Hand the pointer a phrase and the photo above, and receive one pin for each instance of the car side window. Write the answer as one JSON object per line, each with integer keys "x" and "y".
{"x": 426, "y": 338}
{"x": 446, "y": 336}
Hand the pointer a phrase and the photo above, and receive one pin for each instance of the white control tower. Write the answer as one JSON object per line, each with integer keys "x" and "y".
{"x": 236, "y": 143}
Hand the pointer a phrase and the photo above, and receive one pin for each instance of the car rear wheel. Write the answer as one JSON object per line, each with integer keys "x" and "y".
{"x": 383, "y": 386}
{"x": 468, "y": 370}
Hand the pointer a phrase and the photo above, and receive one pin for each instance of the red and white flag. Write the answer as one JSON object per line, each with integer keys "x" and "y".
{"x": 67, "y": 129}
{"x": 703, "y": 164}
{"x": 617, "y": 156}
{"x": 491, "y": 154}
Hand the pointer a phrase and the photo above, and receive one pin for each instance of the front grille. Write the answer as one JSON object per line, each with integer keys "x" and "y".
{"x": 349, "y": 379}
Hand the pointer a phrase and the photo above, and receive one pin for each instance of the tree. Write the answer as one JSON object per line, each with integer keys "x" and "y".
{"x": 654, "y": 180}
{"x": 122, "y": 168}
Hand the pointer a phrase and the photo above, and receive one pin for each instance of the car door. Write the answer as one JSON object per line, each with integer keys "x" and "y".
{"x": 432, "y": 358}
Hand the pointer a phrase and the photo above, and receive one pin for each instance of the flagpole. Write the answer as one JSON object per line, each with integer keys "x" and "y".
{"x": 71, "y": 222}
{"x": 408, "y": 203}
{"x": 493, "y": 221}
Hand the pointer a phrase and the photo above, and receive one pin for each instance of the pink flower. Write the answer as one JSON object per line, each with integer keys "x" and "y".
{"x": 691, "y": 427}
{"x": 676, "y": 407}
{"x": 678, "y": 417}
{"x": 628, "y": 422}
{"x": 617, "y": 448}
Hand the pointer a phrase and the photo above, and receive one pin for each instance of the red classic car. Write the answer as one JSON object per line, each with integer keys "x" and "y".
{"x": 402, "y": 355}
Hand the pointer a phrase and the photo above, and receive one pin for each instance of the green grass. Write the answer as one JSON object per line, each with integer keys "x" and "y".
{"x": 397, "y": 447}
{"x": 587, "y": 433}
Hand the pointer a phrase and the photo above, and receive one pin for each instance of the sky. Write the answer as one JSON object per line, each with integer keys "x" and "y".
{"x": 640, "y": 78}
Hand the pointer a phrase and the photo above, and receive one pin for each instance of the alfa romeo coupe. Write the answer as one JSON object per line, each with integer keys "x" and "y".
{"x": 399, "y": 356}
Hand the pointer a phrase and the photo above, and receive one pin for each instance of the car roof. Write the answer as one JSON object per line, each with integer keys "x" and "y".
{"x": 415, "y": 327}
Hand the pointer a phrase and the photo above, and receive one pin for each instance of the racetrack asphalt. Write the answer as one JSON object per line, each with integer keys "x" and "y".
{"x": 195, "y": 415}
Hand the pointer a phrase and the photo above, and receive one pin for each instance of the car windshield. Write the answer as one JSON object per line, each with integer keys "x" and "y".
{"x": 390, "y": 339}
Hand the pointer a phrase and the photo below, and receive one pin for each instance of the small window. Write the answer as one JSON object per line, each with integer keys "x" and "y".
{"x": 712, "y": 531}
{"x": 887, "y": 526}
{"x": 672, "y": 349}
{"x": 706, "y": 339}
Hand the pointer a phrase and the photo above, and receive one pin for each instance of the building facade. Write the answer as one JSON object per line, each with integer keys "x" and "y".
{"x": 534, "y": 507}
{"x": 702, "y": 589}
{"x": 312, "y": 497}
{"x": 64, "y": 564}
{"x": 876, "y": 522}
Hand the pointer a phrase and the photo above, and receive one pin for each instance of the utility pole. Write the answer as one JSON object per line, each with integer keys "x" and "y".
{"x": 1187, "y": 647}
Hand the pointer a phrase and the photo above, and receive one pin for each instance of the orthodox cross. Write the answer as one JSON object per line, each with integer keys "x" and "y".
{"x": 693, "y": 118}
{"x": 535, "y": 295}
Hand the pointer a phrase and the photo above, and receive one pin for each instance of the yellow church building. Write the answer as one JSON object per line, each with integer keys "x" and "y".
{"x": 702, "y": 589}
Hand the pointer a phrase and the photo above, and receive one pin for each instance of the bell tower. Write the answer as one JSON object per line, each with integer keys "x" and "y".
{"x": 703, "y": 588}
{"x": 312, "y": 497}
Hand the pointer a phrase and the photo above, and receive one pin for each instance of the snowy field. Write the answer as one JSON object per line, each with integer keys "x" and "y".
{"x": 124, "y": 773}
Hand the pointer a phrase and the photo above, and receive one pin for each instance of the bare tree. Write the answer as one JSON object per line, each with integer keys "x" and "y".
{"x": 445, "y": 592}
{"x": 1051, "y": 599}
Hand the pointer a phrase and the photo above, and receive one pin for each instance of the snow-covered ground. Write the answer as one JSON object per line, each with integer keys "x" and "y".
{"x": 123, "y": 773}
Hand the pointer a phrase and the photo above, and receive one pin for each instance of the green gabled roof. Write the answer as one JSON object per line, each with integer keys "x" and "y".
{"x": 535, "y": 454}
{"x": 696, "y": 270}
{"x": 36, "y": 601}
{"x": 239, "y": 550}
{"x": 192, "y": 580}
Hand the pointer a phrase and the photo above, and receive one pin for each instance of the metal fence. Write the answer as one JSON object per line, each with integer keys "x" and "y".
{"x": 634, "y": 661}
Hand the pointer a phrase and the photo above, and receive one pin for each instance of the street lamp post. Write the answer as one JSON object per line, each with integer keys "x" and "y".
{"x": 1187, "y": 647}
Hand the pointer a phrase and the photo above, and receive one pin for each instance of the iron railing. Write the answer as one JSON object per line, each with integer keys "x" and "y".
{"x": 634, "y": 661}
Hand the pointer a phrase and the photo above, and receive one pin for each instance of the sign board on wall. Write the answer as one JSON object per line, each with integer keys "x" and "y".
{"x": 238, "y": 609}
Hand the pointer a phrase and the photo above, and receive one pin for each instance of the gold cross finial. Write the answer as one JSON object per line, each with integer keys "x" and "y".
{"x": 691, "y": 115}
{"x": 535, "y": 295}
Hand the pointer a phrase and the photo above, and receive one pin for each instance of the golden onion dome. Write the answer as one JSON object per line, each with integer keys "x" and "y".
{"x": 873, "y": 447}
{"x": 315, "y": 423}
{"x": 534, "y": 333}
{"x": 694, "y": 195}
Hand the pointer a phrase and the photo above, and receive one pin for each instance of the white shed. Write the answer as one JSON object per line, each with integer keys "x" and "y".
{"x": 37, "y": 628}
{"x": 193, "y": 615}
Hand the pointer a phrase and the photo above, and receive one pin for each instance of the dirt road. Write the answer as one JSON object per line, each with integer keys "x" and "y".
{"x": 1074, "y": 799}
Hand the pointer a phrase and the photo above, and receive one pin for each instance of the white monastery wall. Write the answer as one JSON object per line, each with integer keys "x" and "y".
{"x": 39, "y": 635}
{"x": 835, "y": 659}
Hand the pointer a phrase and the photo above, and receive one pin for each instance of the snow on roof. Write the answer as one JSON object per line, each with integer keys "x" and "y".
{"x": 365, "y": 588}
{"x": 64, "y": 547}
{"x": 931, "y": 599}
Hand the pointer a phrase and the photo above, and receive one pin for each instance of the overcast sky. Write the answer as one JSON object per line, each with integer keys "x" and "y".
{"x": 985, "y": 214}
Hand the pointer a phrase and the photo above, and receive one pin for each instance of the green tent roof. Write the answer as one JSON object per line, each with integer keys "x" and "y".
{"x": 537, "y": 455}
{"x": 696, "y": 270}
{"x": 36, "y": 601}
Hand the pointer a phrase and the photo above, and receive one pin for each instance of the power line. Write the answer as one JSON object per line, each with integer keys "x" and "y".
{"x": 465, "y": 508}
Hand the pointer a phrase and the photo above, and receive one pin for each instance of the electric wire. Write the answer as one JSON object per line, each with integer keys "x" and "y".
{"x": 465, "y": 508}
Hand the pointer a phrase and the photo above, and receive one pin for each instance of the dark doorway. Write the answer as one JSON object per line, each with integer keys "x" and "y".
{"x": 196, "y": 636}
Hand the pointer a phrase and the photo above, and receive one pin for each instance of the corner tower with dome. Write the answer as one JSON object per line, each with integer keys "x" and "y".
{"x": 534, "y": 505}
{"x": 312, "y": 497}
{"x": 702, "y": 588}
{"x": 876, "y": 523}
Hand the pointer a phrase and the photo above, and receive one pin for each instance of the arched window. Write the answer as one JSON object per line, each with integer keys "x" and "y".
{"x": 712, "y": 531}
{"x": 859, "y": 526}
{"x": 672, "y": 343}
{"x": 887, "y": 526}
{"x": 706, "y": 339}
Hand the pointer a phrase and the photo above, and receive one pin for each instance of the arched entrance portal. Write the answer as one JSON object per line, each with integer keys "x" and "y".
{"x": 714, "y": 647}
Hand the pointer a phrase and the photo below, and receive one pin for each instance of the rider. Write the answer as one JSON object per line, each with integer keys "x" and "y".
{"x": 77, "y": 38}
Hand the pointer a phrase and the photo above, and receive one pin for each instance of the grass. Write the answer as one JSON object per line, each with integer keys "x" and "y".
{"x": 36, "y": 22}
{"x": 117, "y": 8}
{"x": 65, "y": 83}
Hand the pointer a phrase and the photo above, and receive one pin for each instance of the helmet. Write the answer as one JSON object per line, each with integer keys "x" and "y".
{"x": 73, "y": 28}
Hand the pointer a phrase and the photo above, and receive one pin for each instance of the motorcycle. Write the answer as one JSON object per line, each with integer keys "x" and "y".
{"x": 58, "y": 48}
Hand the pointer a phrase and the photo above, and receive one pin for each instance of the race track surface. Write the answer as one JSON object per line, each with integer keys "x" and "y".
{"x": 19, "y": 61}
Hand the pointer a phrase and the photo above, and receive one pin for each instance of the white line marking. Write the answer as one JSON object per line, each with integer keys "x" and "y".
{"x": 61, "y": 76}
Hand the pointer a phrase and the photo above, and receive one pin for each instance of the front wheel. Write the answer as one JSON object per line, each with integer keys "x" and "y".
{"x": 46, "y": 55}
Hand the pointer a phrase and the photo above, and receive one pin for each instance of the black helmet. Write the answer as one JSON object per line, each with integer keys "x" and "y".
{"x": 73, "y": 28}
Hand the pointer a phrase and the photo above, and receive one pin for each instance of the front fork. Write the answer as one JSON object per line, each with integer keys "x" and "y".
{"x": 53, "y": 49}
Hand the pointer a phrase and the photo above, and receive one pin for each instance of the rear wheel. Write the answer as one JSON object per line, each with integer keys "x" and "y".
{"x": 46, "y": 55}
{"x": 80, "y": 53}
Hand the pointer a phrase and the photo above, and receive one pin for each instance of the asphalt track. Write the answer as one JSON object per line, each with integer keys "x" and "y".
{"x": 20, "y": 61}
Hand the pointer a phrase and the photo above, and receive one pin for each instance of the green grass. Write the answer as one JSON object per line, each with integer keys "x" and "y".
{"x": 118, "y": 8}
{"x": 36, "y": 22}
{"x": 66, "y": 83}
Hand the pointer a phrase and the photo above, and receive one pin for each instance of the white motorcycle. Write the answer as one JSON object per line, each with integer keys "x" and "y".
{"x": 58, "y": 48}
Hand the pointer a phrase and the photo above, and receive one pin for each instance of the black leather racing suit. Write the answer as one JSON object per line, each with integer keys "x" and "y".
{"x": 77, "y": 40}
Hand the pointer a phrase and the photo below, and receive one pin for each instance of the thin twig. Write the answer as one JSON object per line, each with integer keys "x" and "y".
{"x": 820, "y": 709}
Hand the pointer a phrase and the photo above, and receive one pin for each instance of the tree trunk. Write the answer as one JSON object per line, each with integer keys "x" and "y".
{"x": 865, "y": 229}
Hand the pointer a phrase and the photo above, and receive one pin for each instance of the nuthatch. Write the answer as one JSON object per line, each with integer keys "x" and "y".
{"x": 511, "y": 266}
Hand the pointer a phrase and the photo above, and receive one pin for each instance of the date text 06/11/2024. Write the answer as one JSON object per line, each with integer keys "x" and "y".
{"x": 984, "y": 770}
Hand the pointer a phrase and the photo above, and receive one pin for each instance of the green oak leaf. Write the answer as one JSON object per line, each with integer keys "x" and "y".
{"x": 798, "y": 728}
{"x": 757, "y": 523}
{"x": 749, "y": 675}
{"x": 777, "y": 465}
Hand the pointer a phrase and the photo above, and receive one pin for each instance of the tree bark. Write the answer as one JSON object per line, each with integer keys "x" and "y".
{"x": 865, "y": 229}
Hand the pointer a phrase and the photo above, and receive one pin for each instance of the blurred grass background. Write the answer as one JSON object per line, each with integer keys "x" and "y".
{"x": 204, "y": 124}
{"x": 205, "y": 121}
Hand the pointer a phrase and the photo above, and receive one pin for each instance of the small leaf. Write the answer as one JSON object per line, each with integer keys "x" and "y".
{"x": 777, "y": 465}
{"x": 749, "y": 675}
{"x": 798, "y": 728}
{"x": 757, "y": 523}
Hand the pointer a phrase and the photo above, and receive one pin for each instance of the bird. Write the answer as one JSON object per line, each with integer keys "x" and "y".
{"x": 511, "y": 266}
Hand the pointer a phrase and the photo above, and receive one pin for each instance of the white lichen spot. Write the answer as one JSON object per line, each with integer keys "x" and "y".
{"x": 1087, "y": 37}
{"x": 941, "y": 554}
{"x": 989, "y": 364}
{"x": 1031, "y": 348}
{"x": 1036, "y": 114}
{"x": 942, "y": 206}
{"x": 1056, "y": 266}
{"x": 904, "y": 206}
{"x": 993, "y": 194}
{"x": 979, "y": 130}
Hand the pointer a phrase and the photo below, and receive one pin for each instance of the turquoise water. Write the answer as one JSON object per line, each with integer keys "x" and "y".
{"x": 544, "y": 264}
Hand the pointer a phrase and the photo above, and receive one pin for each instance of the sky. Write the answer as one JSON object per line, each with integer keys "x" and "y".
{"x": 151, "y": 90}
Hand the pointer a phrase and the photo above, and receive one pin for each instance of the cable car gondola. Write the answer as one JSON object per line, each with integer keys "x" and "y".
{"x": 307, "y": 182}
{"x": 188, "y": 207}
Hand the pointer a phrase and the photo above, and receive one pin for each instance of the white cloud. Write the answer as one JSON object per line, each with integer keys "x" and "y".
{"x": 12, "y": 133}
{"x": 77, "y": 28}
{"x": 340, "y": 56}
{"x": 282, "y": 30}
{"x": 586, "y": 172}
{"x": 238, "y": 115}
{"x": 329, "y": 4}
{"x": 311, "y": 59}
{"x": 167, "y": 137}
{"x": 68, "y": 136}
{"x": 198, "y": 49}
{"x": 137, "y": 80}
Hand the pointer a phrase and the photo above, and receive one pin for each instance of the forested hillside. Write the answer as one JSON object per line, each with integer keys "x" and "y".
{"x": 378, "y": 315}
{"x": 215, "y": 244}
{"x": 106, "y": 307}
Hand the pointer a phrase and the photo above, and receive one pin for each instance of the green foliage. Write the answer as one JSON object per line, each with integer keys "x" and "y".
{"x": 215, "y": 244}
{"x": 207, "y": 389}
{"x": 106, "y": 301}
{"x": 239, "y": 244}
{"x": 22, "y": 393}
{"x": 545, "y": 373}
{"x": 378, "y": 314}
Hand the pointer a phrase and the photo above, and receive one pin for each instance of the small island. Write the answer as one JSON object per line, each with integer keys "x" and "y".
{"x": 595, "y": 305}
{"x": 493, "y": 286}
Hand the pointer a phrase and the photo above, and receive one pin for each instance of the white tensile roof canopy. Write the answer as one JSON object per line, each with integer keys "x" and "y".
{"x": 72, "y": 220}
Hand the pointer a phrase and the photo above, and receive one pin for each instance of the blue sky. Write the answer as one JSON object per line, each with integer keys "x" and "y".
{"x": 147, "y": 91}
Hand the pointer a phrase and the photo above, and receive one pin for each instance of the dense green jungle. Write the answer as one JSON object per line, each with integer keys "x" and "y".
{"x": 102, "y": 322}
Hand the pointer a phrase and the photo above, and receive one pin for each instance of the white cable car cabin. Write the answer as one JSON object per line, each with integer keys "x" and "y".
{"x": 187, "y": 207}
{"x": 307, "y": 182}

::::::::

Only the span from the line with "the small island." through the final line of the records goes in the output, each line unchanged.

Exercise result ▸
Hand the pointer a phrase and the photo above, and receive one pin for each instance of the small island. Write the answer as one JSON object per line, each with integer keys "x" and "y".
{"x": 595, "y": 305}
{"x": 493, "y": 286}
Hand the pointer a phrase and the photo above, and receive one pin for each instance of the white tensile roof canopy. Write the answer as one JSON object per line, each with integer keys "x" and "y".
{"x": 72, "y": 220}
Hand the pointer a phrase and the photo above, and receive one pin for each instance of the blue sky. Write the answer as one JSON object per line, each with integer keys "x" and "y".
{"x": 147, "y": 91}
Hand the pointer a phrase and the photo above, and receive one pin for each instance of the dense green jungle. Write the answer as one JSON object per line, each with integer keys "x" and "y".
{"x": 102, "y": 322}
Hand the pointer a phrase and the photo above, and receive one pin for each instance of the white cable car cabin. Write the answer as one JSON object per line, each with integer keys "x" and "y".
{"x": 187, "y": 207}
{"x": 307, "y": 182}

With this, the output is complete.